━━━ Source passage

Well, the plans are coming along, but I've hit a bit of a roadblock. To make the Rubik's cube pedestal I will need six different colors, and they must be different enough to stand out against each other. This could be hard to do if I stick with natural wood, so I've been thinking of going with a single species with a light color such as white oak or maple, then dye it. I want the grain to be obvious, so something transparent is in order, plus, to keep with the "green" part of the build, I want to keep with as natural a material as possible,

Anyone got any suggestions as to wood species, dye material and technique? My experience in this area is just about non existent!

Suggestions for the three woods for the "Louis cube" pattern are also welcome.

I hope to have the SketchUp designs to a good enough state to post in the next day or two.


----------



## RonPeters (Jul 7, 2010)

BigTiny said:


> *need a little advice*
> 
> Greetings all.
> 
> ...


Leather dye - the liquid - works pretty well, and it comes in colors!


----------



## Bluepine38 (Dec 14, 2009)

BigTiny said:


> *need a little advice*
> 
> Greetings all.
> 
> ...


Just looking around the shop, the woods that come into view for colors are cherry, maple, walnut, zircote, oak,
juniper, ironwood, purple heart, english walnut, and my stand by beetle killed blue pine, all of these always come
in different shades and tones, that if we had enough money, would make any colored project very simple and
complex at the same time. A quick wipe with a damp cloth will give you an idea of what the finiished color of
the wood will be. I am lucky enough to have two good wood stores close to me, and they do not mind me 
coming to look as long as I do not drool on the wood (Superior Hardwoods & Millwork Inc and Buckeye Hardwood & Lumber Co). Aromatic Cedar looks and smells the same as Juniper. If you do not have a wood
store close to you, I know Woodcraft, one of the advertisers here has wood available, their closest store is in
Spokane -200 miles away, so I have not made it over there yet, but I have read good things about them on 
this site. Picking out wood for a project is always fun for me, until it bumps up against my budget and makes
me think I may just have to go back to work for money so I can afford more fun. Good luck and have fun.


----------



## bench_dogg (Oct 23, 2009)

BigTiny said:


> *need a little advice*
> 
> Greetings all.
> 
> ...

━━━━━━
━━━ Data entries

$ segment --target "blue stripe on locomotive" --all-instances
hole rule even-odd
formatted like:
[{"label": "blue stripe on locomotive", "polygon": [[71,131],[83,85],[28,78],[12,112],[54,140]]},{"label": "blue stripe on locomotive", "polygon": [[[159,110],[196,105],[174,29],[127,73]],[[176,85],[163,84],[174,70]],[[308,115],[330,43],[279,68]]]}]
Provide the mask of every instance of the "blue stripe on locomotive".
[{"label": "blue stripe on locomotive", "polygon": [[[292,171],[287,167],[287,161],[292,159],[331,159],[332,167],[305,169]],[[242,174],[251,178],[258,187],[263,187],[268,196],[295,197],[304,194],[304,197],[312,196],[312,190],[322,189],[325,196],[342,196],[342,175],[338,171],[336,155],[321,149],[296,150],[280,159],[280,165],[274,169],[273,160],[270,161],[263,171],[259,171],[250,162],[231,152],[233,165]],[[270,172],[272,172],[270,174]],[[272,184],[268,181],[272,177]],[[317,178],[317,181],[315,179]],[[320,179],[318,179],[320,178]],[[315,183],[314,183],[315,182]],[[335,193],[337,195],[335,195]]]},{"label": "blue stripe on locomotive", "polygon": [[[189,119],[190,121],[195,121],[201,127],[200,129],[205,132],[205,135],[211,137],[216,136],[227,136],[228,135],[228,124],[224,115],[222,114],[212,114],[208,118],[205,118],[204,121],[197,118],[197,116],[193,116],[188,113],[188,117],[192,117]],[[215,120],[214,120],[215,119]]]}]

━━━━━━
━━━ Data entries

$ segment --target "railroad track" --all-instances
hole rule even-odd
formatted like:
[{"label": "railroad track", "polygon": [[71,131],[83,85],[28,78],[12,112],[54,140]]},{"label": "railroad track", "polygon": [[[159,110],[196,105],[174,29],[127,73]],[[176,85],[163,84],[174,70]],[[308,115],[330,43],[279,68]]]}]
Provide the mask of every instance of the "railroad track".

━━━━━━

◆ What is asked:
#1 Answer these from the woodworking thread:
(a) How many colors does the Rubik's cube pedestal need?
(b) What product does RonPeters recommend?
(c) In what city is the nearest Woodcraft store that Bluepine38 mentions, and how far away is it?
#2 Locate each line in the entries that contains the string "track" and copy it out. Case counts.

◆ Solutions to the exercise:
#1
(a) Six.
(b) Liquid leather dye.
(c) Spokane, 200 miles away.

#2
$ segment --target "railroad track" --all-instances
[{"label": "railroad track", "polygon": [[71,131],[83,85],[28,78],[12,112],[54,140]]},{"label": "railroad track", "polygon": [[[159,110],[196,105],[174,29],[127,73]],[[176,85],[163,84],[174,70]],[[308,115],[330,43],[279,68]]]}]
Provide the mask of every instance of the "railroad track".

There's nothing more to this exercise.